GOAL — Leave out the pictures and repeat exactly the lines from the one containing "Identify the boy's nose" through the end of the records.

(Dataset rows)
►

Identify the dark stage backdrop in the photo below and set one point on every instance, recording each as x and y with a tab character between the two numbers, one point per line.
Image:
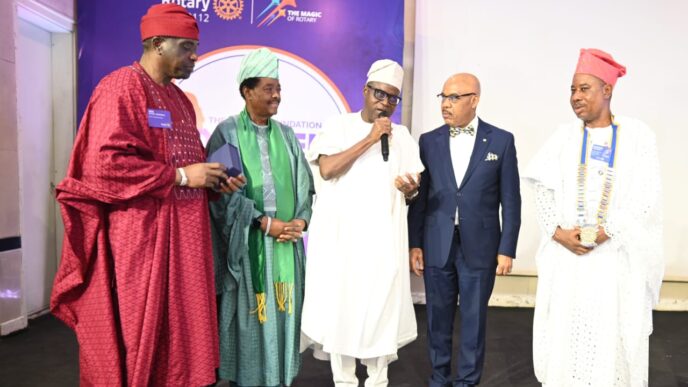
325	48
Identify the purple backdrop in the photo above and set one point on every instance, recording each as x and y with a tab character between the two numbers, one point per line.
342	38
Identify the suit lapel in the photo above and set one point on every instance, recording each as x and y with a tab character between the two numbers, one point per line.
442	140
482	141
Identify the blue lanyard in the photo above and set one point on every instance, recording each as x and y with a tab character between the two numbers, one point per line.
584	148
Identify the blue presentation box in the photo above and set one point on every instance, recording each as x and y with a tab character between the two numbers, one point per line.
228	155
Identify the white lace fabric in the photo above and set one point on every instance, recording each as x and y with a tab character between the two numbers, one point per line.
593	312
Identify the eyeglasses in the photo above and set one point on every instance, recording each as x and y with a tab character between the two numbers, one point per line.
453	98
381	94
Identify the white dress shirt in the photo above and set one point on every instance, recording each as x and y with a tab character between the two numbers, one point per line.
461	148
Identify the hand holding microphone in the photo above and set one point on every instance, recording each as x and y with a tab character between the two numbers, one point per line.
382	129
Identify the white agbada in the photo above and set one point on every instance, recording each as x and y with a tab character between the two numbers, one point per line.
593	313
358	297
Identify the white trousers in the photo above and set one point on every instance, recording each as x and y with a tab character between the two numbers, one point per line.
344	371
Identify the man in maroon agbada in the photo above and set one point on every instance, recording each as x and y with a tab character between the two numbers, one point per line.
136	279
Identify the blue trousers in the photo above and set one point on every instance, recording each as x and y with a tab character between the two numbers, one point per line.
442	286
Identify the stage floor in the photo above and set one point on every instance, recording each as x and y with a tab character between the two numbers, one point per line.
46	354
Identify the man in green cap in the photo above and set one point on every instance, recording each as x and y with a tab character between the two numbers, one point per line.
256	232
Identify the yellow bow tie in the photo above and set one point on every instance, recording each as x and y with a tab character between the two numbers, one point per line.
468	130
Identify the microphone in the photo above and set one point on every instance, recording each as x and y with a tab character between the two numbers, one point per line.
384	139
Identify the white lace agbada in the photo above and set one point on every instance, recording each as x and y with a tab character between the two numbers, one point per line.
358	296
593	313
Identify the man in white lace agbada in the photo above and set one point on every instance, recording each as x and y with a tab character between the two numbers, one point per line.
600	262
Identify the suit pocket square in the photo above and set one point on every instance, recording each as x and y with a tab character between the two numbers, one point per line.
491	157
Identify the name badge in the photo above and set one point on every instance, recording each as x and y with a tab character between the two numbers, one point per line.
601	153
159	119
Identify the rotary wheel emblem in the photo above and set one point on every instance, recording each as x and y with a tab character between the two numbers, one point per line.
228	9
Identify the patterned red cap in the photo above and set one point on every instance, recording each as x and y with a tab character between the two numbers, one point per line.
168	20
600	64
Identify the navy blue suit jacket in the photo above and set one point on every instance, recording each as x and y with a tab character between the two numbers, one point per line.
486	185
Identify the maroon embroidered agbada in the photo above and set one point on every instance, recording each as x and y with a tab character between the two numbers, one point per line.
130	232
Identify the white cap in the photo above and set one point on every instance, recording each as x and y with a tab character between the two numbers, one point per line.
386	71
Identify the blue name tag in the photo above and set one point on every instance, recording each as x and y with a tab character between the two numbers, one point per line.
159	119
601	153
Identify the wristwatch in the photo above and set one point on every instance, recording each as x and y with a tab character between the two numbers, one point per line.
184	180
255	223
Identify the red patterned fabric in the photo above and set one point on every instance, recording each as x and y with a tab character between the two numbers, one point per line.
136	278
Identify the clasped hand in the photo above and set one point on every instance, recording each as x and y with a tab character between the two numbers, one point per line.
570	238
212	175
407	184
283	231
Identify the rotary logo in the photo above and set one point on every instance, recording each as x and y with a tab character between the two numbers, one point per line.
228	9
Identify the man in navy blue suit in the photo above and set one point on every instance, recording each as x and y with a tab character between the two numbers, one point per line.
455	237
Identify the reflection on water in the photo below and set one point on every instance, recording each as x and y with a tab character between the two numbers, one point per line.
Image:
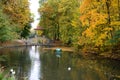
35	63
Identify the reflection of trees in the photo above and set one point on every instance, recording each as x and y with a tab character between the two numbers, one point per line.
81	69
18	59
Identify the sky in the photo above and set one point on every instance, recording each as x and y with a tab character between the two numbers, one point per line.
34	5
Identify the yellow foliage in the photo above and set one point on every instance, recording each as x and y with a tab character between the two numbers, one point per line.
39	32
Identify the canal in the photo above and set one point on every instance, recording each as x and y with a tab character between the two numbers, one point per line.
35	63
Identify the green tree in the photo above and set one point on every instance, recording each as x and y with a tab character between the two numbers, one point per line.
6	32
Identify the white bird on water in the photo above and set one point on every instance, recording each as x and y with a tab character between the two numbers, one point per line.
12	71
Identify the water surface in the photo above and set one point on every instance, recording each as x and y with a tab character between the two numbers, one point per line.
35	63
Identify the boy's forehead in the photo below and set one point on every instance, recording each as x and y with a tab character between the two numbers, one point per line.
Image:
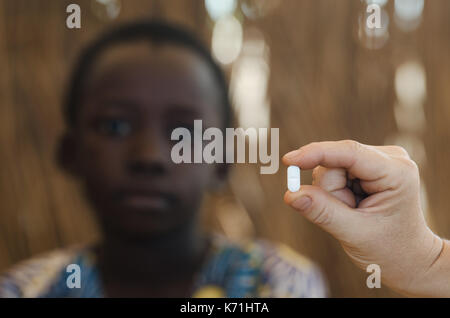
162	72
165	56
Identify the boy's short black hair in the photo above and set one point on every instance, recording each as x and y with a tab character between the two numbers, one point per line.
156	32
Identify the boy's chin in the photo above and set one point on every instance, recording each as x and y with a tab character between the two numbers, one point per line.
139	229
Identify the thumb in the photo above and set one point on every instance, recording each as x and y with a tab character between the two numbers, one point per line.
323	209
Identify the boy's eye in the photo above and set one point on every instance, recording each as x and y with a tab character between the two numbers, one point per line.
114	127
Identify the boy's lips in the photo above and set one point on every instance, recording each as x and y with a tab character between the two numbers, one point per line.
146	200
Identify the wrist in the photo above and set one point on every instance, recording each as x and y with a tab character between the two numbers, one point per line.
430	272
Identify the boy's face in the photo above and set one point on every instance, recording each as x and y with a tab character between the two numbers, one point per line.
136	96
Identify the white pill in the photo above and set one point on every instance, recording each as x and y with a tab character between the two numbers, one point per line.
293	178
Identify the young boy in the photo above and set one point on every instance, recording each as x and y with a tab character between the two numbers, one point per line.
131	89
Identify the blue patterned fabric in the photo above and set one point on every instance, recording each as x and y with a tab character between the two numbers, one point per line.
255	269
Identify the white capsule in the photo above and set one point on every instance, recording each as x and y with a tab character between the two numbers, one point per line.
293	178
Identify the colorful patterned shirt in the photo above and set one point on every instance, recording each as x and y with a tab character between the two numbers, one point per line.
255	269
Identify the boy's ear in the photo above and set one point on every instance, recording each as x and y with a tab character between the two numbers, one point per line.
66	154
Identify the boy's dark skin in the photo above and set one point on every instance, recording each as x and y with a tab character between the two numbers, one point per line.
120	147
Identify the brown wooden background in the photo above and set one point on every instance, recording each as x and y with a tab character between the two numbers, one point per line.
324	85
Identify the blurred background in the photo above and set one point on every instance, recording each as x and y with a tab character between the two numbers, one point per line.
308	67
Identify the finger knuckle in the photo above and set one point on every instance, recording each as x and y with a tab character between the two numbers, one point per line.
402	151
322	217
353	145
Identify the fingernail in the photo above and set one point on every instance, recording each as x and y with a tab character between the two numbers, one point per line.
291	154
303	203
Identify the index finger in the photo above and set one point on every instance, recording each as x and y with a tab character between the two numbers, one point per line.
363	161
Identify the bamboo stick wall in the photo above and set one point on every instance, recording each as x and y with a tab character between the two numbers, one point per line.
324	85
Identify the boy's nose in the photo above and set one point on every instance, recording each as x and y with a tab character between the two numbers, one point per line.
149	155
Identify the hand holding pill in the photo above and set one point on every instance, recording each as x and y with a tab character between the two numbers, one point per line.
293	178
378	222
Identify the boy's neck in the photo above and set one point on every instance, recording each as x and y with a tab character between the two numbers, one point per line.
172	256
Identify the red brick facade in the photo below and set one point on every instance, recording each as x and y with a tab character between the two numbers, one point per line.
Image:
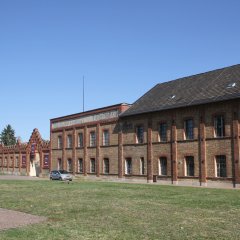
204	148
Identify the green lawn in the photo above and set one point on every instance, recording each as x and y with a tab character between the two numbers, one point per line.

◄

COMPLETE ANSWER —
Identify the boy's nose in the photo above and set one point on every instance, recording each as x and y with a tab character between the two numbers, one point per line.
149	155
Identify the hand holding pill in the photo above and set one point on every instance, recording each as x and y with a tab character between the two numbers, one point per line.
293	178
378	222
Identify the boy's neck in the photo above and set one point on every instance, recording each as x and y with a tab character between the two numbers, one point per line.
172	256
Identify the red brick facade in the photo below and set one point on every instance, recording each as x and y with a tab character between the two numbers, one point per line.
Image:
204	148
Identify the green lawn in the photo above and set one point on every instance, recording each as x and y with a tab character between the two numbers, one point per line.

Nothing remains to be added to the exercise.